BEGIN Data to use

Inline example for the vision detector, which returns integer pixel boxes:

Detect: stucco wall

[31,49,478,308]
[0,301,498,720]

END Data to use
BEGIN Data to use

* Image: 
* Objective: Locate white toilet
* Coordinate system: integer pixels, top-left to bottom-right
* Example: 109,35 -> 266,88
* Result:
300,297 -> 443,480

END Data to use
BEGIN Data to use

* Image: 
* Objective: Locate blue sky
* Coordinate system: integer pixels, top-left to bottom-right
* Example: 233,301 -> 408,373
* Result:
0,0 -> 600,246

END Data to use

**Task:**
Recast the lines between the one holding "Inline example for" and the one holding "[0,301,498,720]", inclusive, as a numbered list, leaving out any blank lines.

**Reply:**
1. Inline example for the vision detector, which returns integer pixel boxes:
2. Detect: stucco wall
3. [31,49,478,308]
4. [0,301,498,720]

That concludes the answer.